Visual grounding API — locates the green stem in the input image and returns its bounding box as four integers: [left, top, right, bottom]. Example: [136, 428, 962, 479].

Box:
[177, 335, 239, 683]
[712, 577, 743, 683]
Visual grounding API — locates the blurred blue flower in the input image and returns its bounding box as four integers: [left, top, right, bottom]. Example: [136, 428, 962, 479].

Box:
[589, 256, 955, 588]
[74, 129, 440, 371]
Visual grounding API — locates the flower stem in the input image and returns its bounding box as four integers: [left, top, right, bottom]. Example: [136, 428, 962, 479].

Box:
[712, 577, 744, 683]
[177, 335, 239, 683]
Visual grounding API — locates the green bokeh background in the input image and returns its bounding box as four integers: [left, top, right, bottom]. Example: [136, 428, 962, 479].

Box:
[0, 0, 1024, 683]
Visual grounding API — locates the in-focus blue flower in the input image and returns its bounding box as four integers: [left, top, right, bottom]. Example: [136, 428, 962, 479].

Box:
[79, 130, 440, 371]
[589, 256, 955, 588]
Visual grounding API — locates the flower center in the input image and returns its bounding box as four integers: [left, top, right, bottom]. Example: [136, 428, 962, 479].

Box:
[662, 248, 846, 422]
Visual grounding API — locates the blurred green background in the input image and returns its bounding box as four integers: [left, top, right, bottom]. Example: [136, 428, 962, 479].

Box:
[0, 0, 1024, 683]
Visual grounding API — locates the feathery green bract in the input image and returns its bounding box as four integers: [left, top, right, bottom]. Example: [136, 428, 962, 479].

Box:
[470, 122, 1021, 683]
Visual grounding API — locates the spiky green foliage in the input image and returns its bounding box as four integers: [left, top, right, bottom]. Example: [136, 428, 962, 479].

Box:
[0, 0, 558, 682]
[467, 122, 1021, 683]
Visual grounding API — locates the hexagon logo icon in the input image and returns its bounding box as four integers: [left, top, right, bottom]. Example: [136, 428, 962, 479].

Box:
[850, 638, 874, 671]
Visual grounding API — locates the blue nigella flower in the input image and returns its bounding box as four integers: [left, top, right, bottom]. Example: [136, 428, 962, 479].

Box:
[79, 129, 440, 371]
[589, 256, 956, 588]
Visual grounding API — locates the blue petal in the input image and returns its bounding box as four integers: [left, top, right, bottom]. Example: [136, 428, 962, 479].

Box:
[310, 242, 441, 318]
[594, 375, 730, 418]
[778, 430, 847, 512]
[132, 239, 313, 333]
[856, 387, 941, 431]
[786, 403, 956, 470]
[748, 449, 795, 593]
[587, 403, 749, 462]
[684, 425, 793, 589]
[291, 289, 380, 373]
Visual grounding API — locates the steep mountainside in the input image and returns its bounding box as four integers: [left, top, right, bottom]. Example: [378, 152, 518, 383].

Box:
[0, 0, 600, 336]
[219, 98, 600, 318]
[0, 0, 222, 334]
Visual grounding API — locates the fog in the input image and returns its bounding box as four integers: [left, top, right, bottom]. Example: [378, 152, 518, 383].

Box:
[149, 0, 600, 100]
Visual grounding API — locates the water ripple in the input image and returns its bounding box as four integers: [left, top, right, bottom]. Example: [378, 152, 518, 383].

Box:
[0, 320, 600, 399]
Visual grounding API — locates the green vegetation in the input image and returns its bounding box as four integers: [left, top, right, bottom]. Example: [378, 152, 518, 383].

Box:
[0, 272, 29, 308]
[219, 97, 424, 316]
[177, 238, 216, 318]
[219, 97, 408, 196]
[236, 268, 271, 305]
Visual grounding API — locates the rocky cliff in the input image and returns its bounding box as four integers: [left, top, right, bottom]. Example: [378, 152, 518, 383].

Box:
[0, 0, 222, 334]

────────

Your objective: Switch every "Visual grounding API" in the items above to "Object localization endpoint", and write the items out again with nothing else changed.

Answer to the problem:
Object localization endpoint — locates the green stem in the input image and returns its bounding box as four integers: [left, top, right, bottom]. Example: [136, 428, 962, 479].

Box:
[177, 335, 239, 683]
[712, 577, 743, 683]
Object localization endpoint — locates the blurred blue flower in the input image and returns its bounding box as four integers: [left, top, right, bottom]. Example: [136, 428, 962, 479].

Box:
[589, 256, 955, 588]
[74, 129, 440, 371]
Object localization endpoint — locates the flower stem in the input image and returns its bounding box as four integers: [left, top, right, bottom]. Example: [136, 428, 962, 479].

Box:
[712, 577, 744, 683]
[177, 335, 239, 683]
Object localization endpoint — locates the green bokeh background in the input image and returns its bounding box as four integers: [left, top, right, bottom]. Example: [136, 428, 962, 479].

Box:
[0, 0, 1024, 683]
Object localization endpoint — locates the in-focus blue flower in the input image and returns its bounding box as four integers: [left, top, right, bottom]. Example: [136, 428, 962, 479].

Box:
[79, 130, 440, 371]
[589, 256, 955, 588]
Object localization endpoint — locates the flower center in the input image and returns its bounding box as four integers: [left, top, right, bottom]. Example: [136, 428, 962, 479].

Box:
[662, 248, 846, 422]
Object localization endpoint — locates the blurred green background in the input image and returns its bounding box as four integers: [left, top, right, bottom]. Example: [136, 428, 962, 479].

Box:
[0, 0, 1024, 683]
Object localization endpoint — locates the feathery green bract in the input image and returns its bounding box as four integers: [left, top, right, bottom]. Example: [136, 428, 962, 479].

Box:
[470, 122, 1021, 683]
Object localization endpoint — locates the spiky green foliage in the input image and returns its bounding box as four integers: [left, top, right, bottom]. Example: [136, 428, 962, 479].

Box:
[0, 0, 558, 682]
[467, 122, 1021, 683]
Object localization endpoint — locates the hexagon logo icon in the input image and returns its bounding box as four integers: [left, top, right, bottom]. Example: [136, 428, 962, 479].

Box:
[850, 638, 874, 671]
Object localization endpoint — locates the blue nigella flower in the input image and returns its bounding box as four integers: [left, top, right, bottom]. Example: [136, 428, 962, 479].

Box:
[79, 129, 440, 371]
[589, 256, 956, 588]
Object localization endpoint — locates the blue petal in the input image and returns its bounding box as four integers: [left, top, right, bottom]. Example: [136, 428, 962, 479].

Box:
[310, 242, 441, 318]
[594, 375, 730, 418]
[778, 430, 847, 512]
[132, 239, 313, 333]
[856, 387, 941, 431]
[786, 403, 956, 470]
[748, 449, 795, 593]
[587, 403, 749, 462]
[684, 425, 793, 589]
[291, 289, 380, 373]
Object localization endpoint — locates the steep mountainside in the input image and returns its bounding box as four integers: [left, top, right, bottom]. Example: [378, 152, 518, 383].

Box:
[0, 0, 600, 336]
[219, 98, 600, 318]
[0, 0, 222, 334]
Object localization endpoint — locates the fog in the input image and returns its bounding box as four integers: [left, top, right, bottom]. Example: [378, 152, 518, 383].

Box:
[149, 0, 600, 100]
Object localization endpoint — locates the water ripple in the input image and returns its bounding box as four integers: [left, top, right, bottom]. Example: [378, 152, 518, 383].

Box:
[0, 320, 600, 399]
Object localization endpoint — locates the green vegetation in the input image and returns its bounding box as four integers: [left, top, right, bottom]. Example: [378, 152, 518, 383].

Box:
[0, 272, 29, 308]
[219, 97, 424, 316]
[177, 238, 216, 318]
[219, 97, 408, 196]
[236, 268, 271, 305]
Object localization endpoint — locates the rocky cliff in the input image and returns its bounding box as four integers: [left, top, right, bottom]. Example: [378, 152, 518, 383].

Box:
[0, 0, 222, 334]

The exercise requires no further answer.